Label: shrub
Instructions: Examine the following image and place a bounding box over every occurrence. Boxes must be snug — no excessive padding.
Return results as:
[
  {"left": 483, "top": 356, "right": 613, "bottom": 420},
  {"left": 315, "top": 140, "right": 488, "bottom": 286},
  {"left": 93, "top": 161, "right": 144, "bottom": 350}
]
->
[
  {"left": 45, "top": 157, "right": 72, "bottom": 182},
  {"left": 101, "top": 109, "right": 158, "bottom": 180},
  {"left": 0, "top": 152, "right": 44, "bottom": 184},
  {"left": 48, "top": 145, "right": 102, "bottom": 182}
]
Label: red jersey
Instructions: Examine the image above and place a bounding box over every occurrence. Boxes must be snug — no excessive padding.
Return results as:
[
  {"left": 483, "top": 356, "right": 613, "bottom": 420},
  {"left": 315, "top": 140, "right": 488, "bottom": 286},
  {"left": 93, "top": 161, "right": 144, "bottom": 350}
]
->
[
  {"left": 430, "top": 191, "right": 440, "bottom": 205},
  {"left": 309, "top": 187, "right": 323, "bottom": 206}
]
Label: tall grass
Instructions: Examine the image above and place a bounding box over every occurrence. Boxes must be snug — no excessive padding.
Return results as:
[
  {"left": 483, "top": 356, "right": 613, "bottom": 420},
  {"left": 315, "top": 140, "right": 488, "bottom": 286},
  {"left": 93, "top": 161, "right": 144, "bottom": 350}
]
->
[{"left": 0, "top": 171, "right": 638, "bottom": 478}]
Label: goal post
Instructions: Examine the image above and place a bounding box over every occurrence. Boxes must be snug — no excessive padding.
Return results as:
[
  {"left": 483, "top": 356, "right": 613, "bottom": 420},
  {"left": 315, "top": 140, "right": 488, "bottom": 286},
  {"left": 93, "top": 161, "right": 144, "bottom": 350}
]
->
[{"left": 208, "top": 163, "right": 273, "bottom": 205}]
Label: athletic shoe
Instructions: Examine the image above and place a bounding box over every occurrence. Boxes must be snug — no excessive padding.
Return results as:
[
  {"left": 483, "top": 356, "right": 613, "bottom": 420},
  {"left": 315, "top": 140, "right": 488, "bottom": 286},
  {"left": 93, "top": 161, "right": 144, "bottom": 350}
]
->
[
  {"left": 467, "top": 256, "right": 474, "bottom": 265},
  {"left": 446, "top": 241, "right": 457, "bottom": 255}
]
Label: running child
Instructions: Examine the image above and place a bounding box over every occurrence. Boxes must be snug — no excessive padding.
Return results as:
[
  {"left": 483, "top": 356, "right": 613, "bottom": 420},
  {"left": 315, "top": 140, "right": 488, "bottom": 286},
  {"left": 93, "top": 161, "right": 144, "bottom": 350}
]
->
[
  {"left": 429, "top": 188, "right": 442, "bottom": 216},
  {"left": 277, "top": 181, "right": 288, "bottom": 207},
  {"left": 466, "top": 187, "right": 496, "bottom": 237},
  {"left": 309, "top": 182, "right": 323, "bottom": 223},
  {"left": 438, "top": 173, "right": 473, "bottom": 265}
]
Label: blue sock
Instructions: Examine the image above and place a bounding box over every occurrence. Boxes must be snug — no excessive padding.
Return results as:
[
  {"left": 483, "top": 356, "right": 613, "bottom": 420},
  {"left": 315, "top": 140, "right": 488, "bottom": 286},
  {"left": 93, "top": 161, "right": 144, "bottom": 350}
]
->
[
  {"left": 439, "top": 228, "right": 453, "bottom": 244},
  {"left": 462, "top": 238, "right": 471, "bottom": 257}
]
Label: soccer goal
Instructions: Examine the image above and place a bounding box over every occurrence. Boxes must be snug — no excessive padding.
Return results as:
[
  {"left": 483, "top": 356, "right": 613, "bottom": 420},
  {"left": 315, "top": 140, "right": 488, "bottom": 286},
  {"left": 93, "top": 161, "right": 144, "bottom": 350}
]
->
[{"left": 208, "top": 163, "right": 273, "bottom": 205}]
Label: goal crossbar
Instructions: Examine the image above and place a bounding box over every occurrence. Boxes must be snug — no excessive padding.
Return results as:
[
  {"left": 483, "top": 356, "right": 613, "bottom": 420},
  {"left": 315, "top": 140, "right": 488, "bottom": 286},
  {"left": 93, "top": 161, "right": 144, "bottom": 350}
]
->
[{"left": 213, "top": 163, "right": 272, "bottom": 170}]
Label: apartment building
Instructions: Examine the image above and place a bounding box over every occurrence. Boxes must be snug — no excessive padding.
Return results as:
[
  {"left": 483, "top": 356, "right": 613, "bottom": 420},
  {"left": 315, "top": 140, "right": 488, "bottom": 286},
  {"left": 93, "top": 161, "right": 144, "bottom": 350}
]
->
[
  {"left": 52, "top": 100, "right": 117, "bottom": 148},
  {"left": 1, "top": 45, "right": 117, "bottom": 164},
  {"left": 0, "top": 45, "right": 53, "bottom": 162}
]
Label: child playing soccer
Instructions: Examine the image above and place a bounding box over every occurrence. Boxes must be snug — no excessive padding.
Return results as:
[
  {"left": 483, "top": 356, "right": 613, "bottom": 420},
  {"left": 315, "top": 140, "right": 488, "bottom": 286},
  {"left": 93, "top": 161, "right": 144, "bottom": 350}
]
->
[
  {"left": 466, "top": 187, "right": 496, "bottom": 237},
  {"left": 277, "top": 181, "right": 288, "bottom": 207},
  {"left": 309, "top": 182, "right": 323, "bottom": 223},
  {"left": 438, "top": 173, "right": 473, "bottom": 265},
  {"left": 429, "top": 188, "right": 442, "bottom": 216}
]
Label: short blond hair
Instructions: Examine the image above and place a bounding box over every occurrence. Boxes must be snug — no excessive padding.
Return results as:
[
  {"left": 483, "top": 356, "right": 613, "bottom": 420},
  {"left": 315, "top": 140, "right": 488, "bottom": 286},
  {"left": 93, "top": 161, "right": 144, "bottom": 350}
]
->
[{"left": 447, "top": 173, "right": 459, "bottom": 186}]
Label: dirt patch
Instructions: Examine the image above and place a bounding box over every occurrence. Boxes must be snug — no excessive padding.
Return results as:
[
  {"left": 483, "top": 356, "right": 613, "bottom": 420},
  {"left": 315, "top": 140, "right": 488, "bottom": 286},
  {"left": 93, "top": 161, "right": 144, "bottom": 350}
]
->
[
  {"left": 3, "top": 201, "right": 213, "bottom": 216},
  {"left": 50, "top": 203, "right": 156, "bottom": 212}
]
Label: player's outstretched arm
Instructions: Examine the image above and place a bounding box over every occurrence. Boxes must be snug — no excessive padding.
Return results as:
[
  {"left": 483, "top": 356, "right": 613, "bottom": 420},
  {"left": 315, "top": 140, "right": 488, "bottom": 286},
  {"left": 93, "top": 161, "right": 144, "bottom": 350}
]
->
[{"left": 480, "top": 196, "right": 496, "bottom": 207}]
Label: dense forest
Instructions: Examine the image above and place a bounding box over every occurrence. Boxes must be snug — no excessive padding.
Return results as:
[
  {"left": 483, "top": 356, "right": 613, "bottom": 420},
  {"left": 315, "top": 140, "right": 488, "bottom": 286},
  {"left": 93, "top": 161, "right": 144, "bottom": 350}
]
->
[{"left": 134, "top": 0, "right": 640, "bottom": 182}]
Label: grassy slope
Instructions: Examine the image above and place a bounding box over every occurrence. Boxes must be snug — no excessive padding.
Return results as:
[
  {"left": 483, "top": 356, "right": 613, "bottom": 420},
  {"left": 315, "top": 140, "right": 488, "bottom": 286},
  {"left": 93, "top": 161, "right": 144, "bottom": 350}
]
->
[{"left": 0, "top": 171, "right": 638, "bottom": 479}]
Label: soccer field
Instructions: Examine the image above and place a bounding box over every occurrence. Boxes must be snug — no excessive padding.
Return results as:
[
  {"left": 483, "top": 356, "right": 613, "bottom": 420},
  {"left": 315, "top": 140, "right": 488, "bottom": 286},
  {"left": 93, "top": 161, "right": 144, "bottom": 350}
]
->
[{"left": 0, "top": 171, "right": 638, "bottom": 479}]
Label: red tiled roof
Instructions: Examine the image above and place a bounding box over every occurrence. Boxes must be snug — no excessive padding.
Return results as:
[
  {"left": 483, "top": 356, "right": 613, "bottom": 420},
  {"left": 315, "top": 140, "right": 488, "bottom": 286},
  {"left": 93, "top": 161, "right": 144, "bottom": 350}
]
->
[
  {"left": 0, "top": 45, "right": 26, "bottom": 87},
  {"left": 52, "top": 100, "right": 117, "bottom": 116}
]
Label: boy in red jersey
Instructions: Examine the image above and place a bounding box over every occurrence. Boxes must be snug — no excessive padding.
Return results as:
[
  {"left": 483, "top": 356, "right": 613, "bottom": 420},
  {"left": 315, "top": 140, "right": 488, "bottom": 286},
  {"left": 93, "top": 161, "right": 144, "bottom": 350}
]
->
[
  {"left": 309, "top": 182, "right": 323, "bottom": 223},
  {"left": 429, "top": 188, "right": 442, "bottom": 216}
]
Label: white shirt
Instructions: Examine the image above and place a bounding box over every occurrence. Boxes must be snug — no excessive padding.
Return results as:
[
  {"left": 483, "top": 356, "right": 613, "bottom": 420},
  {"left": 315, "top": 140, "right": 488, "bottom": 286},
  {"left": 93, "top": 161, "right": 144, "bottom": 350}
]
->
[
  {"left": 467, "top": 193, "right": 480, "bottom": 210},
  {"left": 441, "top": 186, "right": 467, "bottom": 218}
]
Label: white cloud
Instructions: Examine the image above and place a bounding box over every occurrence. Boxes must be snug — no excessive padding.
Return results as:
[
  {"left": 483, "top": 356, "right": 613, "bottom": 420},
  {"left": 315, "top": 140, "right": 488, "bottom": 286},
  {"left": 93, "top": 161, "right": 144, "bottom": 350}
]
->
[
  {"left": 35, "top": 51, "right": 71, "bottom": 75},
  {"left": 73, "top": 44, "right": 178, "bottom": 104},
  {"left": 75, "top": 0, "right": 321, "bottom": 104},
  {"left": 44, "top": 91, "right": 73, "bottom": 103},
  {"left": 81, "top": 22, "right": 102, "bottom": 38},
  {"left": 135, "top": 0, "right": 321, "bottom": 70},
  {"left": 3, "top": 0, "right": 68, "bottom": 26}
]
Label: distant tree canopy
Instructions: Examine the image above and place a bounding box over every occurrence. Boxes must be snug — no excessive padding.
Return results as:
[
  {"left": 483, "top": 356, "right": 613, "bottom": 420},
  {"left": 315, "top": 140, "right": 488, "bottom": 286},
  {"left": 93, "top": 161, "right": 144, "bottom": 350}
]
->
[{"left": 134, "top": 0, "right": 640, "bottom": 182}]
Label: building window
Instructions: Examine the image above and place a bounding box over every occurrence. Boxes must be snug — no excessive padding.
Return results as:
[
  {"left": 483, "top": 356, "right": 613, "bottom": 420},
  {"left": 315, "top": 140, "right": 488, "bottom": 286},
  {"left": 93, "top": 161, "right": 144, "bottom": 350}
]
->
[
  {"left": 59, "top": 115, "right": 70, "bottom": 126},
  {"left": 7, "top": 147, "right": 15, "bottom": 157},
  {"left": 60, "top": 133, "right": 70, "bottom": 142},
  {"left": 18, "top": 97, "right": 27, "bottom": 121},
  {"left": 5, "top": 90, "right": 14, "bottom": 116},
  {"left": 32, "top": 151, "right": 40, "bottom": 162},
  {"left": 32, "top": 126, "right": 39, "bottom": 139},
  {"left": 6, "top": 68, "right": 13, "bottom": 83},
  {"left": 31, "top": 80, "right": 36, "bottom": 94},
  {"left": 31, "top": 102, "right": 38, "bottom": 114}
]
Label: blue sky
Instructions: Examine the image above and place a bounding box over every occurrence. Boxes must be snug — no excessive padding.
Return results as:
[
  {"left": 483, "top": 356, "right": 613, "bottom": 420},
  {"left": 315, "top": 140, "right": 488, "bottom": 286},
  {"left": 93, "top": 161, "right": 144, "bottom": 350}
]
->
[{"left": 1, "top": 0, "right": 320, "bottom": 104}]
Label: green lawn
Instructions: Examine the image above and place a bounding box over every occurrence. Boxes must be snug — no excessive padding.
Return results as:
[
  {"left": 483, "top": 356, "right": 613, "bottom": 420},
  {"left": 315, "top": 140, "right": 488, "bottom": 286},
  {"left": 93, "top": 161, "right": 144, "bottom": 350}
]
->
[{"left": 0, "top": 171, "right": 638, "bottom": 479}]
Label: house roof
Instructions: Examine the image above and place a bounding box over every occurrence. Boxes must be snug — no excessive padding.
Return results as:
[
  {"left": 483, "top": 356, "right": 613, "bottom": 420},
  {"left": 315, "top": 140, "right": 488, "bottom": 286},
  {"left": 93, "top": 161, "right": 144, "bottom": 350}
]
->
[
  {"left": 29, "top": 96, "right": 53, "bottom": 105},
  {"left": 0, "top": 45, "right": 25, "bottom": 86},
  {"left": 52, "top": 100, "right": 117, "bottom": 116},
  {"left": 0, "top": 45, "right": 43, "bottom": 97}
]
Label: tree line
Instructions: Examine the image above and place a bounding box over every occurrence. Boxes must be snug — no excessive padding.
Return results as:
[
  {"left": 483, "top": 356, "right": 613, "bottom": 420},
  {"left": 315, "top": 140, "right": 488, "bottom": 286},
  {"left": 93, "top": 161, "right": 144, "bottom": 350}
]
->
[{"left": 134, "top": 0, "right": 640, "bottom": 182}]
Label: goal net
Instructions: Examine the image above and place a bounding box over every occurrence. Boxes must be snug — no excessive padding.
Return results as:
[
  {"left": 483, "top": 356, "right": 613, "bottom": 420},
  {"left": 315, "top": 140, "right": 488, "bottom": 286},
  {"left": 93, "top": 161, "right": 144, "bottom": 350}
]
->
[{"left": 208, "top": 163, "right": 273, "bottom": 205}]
..........
PROBLEM TO SOLVE: Which of the lines in the material carry the string "jersey"? Pull them out.

REPLY:
Label: red jersey
Label: boy in red jersey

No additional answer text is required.